**PROMPT:**
Render the part of the entries below that opens with the line containing "Locate the red" and closes with the line containing "(0, 192), (450, 352)" as a two-column CSV with the headers entry_text and answer. Give one row per entry in that part only, with each value in a single quoted field and any line breaks replaced by spaces.

**RECORDS SUPPLIED:**
⁂

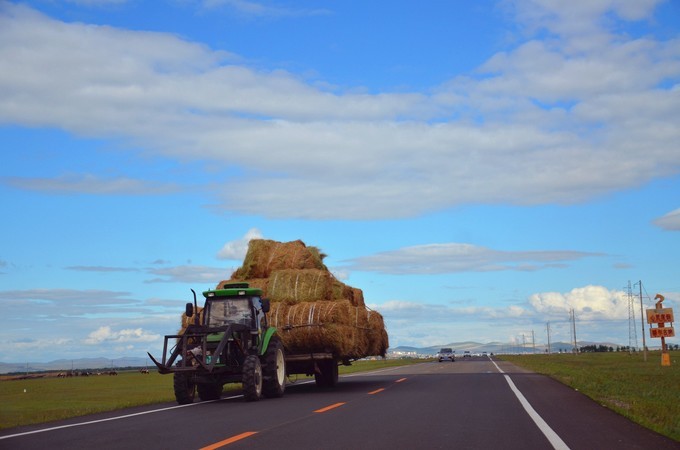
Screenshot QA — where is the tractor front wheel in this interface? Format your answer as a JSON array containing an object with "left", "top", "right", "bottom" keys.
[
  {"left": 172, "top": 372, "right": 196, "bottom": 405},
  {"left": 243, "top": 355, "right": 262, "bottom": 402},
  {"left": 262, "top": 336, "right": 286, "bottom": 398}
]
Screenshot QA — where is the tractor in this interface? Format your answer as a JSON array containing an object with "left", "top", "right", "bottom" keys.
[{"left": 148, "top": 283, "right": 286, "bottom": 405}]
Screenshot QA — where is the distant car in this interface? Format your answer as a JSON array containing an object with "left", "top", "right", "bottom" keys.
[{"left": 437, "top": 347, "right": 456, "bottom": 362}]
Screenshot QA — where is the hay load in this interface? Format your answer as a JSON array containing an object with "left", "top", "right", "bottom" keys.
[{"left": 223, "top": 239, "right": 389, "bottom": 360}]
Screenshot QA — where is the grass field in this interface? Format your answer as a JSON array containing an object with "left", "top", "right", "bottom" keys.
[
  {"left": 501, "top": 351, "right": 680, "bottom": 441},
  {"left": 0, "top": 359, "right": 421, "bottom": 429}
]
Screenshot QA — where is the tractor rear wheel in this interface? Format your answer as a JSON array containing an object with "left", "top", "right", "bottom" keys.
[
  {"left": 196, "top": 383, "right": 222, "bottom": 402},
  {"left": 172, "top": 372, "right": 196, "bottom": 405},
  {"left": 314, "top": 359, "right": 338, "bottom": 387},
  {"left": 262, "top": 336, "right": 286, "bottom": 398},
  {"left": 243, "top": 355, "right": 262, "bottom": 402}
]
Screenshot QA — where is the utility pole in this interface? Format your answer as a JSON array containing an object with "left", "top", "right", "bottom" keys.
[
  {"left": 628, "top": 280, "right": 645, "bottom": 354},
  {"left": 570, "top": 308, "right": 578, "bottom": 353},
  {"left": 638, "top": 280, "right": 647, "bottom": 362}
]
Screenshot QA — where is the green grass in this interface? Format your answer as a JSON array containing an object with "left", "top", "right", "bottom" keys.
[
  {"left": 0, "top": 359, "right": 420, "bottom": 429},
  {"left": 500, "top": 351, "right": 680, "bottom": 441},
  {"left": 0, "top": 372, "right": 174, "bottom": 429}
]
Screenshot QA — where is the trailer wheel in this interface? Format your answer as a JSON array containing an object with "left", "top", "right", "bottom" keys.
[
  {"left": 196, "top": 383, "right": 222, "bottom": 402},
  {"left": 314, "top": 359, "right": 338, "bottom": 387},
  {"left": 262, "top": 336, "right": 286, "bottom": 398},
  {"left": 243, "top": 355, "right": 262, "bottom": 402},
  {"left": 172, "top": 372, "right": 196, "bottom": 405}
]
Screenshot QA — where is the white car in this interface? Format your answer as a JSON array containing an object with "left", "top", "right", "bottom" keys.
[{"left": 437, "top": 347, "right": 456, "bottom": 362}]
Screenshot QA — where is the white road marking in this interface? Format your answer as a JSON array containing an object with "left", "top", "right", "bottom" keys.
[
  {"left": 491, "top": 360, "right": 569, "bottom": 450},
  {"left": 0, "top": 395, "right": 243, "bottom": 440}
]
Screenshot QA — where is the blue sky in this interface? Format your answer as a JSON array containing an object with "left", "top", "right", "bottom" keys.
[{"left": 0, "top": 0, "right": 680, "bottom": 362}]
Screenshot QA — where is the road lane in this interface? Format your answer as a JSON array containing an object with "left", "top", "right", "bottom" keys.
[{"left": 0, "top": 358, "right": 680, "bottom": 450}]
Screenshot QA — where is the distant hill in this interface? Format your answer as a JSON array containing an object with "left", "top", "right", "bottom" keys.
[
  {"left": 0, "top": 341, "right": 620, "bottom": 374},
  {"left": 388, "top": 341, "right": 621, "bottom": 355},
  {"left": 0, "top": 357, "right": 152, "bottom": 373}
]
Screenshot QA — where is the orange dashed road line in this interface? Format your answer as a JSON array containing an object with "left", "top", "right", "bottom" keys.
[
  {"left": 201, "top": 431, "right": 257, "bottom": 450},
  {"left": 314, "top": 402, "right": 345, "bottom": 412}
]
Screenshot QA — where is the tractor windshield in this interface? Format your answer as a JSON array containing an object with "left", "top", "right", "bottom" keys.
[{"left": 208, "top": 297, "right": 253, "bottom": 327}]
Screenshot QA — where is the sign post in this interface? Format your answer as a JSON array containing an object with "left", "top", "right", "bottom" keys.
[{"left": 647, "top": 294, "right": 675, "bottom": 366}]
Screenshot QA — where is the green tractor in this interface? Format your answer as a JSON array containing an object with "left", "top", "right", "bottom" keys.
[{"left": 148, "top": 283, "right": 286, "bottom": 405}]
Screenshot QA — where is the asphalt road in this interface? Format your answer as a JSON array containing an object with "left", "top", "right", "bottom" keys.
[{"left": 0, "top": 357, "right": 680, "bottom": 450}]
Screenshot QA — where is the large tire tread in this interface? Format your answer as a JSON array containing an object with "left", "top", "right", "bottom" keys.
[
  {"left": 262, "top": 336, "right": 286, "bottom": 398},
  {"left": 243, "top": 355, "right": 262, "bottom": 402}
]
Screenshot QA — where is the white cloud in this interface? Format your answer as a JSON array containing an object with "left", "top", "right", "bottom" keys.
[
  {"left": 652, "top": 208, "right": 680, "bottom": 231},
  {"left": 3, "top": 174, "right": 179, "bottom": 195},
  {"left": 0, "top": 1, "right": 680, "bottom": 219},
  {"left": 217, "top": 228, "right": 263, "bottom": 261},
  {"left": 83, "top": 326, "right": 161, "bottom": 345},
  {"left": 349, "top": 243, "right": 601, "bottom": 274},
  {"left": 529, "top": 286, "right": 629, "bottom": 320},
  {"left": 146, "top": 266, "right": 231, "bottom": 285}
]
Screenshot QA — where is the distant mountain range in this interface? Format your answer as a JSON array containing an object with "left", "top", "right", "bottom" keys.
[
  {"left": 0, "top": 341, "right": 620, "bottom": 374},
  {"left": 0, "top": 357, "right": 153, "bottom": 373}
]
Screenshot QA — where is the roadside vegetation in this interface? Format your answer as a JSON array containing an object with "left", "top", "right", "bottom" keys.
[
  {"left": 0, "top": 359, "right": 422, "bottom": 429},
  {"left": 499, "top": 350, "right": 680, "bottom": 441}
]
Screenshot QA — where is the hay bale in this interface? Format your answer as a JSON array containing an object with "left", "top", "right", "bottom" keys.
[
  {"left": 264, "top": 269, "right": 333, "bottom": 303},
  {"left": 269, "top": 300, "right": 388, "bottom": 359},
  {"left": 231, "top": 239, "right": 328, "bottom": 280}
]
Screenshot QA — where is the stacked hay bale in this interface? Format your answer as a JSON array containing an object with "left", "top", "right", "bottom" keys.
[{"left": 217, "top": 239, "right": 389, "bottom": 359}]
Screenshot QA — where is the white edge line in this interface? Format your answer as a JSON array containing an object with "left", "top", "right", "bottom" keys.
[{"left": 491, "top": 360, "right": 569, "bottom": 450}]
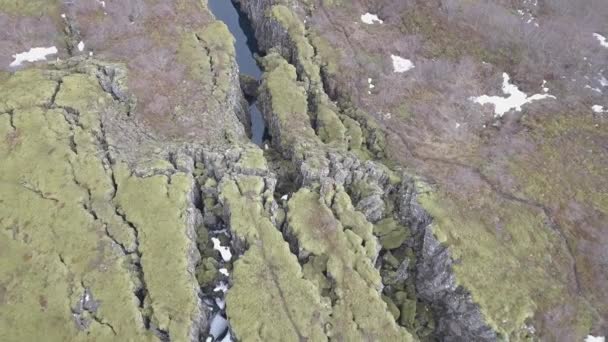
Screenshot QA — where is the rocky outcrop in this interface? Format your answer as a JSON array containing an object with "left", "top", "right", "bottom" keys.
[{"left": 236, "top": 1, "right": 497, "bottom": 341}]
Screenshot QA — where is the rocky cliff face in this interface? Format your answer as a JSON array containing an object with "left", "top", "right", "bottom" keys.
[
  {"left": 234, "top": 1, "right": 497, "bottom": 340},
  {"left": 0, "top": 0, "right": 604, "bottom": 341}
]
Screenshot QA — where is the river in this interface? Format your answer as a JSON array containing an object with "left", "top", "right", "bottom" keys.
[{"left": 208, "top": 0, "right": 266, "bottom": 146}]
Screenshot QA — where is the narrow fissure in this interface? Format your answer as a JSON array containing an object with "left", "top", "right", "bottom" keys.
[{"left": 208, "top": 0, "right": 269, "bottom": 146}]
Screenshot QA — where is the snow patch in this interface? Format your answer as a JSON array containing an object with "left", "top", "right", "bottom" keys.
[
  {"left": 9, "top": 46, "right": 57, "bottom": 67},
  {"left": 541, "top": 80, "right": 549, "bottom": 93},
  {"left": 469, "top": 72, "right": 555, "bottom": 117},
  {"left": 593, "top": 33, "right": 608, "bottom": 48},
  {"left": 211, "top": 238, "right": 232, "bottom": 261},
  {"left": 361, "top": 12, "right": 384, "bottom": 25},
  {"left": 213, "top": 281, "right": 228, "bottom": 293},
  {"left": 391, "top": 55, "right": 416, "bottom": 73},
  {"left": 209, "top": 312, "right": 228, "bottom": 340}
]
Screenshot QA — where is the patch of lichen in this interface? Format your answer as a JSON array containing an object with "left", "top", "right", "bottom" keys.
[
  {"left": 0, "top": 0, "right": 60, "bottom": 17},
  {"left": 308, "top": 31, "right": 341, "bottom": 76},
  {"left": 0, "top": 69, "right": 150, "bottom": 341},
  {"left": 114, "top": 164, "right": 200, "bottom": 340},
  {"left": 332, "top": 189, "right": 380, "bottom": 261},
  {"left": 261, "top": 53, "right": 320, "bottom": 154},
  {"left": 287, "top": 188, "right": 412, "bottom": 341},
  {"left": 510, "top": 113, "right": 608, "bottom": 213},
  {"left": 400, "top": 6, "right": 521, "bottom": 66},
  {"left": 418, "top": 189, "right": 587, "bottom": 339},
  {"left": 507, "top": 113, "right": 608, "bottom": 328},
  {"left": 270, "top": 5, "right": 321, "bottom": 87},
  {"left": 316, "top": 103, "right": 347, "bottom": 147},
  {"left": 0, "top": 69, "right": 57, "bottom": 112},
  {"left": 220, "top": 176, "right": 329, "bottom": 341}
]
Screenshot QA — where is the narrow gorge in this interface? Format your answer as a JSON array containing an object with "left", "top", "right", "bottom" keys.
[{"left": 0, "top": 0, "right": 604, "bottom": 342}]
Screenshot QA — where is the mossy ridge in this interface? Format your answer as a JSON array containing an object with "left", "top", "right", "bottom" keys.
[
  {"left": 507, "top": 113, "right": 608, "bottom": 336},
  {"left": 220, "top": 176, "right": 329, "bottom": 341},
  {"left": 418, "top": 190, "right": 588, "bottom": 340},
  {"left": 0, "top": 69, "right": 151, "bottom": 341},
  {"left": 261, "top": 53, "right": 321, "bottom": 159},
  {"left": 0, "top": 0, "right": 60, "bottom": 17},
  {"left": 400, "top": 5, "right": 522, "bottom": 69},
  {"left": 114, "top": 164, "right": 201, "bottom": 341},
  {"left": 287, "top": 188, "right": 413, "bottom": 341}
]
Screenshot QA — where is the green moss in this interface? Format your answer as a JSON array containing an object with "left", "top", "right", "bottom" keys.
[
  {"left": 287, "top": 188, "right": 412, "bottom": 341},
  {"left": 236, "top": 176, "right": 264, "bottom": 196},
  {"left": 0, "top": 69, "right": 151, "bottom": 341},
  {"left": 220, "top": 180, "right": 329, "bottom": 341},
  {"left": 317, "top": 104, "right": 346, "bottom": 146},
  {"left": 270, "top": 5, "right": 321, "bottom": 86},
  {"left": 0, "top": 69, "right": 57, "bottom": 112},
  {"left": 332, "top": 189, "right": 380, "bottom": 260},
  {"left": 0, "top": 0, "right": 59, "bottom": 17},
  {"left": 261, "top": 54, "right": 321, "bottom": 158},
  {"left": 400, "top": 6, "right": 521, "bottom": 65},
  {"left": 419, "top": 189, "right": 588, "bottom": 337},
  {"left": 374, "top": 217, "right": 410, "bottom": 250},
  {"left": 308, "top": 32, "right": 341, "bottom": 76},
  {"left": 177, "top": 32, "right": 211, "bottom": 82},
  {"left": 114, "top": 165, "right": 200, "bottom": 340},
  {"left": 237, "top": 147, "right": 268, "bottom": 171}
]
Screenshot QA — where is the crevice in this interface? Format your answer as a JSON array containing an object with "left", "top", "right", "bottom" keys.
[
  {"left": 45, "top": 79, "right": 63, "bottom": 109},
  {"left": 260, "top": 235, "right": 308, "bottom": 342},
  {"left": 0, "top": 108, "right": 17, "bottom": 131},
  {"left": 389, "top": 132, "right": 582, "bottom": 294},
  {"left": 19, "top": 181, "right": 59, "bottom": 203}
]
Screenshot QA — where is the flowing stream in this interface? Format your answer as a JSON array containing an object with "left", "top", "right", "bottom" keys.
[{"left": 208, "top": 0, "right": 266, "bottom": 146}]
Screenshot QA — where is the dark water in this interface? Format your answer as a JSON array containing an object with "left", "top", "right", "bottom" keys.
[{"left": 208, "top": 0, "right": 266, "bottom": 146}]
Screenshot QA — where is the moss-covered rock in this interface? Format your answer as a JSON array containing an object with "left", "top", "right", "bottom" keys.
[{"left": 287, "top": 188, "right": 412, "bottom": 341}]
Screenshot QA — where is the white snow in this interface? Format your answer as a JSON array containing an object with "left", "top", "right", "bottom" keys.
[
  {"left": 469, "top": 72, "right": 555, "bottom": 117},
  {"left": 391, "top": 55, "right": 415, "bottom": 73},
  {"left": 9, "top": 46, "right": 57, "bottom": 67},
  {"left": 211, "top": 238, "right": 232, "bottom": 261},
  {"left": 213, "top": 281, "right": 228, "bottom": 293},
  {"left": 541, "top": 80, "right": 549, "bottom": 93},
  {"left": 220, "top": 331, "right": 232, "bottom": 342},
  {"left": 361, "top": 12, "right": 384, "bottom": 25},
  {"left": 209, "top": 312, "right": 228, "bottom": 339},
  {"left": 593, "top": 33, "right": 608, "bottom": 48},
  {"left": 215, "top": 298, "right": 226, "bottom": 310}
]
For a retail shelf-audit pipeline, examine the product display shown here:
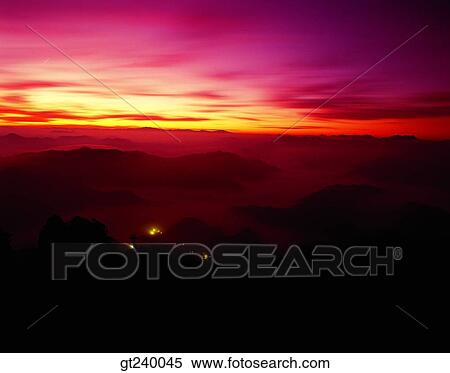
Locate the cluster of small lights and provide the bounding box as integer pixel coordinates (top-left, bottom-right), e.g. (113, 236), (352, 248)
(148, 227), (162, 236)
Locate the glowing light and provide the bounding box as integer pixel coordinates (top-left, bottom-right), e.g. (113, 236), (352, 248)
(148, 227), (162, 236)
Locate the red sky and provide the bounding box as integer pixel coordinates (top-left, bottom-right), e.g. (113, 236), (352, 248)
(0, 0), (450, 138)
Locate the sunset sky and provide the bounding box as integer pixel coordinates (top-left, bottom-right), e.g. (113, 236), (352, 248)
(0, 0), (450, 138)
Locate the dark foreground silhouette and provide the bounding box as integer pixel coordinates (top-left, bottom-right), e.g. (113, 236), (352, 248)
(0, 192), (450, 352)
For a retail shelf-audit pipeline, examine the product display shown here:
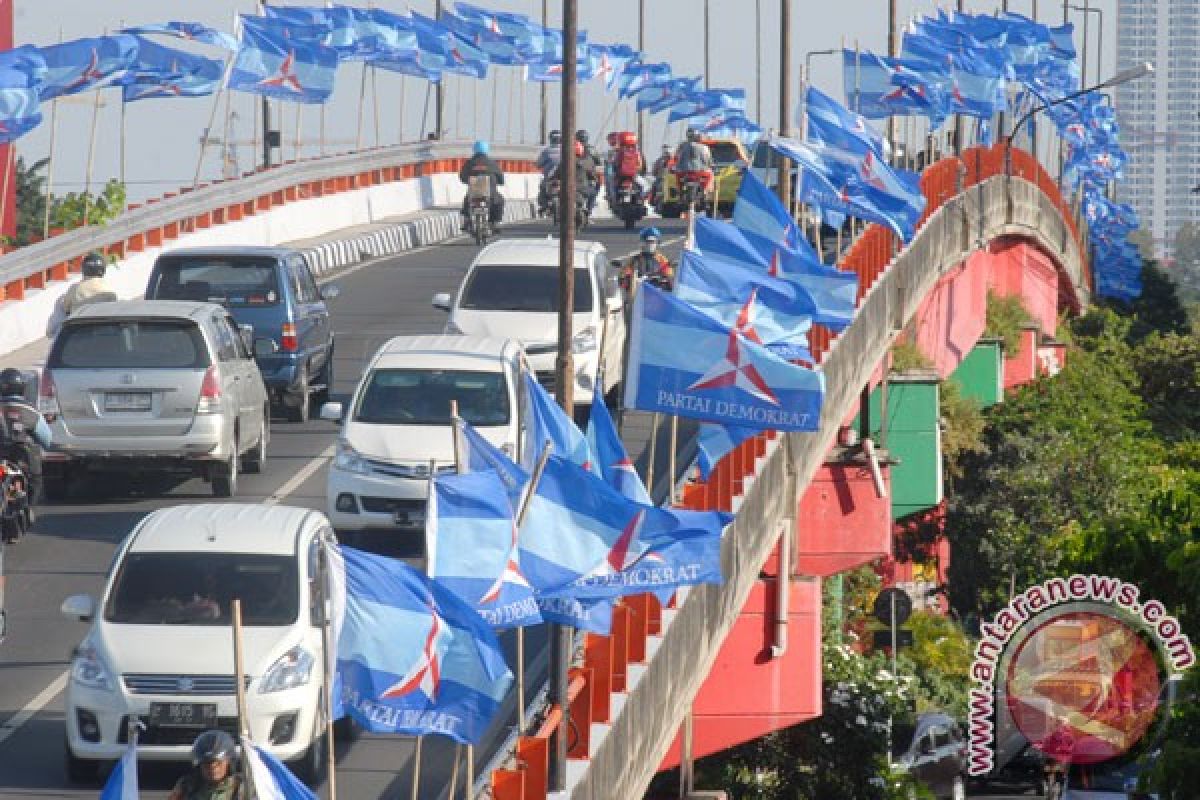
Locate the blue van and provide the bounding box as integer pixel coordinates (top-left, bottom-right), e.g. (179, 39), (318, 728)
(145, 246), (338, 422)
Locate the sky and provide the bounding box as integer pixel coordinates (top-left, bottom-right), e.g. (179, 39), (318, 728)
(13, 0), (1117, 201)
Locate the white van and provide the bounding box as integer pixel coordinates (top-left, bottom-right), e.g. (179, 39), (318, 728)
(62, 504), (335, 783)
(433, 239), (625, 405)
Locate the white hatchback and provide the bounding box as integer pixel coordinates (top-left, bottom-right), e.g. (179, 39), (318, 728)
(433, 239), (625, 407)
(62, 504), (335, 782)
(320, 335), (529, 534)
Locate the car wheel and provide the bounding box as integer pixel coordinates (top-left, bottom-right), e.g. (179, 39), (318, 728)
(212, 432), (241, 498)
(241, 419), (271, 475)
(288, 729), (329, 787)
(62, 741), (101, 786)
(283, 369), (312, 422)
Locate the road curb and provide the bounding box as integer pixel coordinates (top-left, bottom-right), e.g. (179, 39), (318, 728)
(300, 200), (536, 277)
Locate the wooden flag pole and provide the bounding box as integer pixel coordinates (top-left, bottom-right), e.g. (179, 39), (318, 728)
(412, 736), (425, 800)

⁂

**ANSWER TO THIS TASK:**
entry_text,answer
"Locate the red sky and provide the bounding box as integer pixel coordinates (top-left, bottom-right), e.g. (113, 236), (352, 248)","(0, 0), (450, 138)"
"Locate the sunset sky and provide the bounding box as integer pixel coordinates (top-left, bottom-right), e.g. (113, 236), (352, 248)","(0, 0), (450, 138)"
"Locate the dark foreground silhouette and provide the bounding box as integer pixel coordinates (top-left, bottom-right), e.g. (113, 236), (352, 248)","(0, 192), (450, 352)"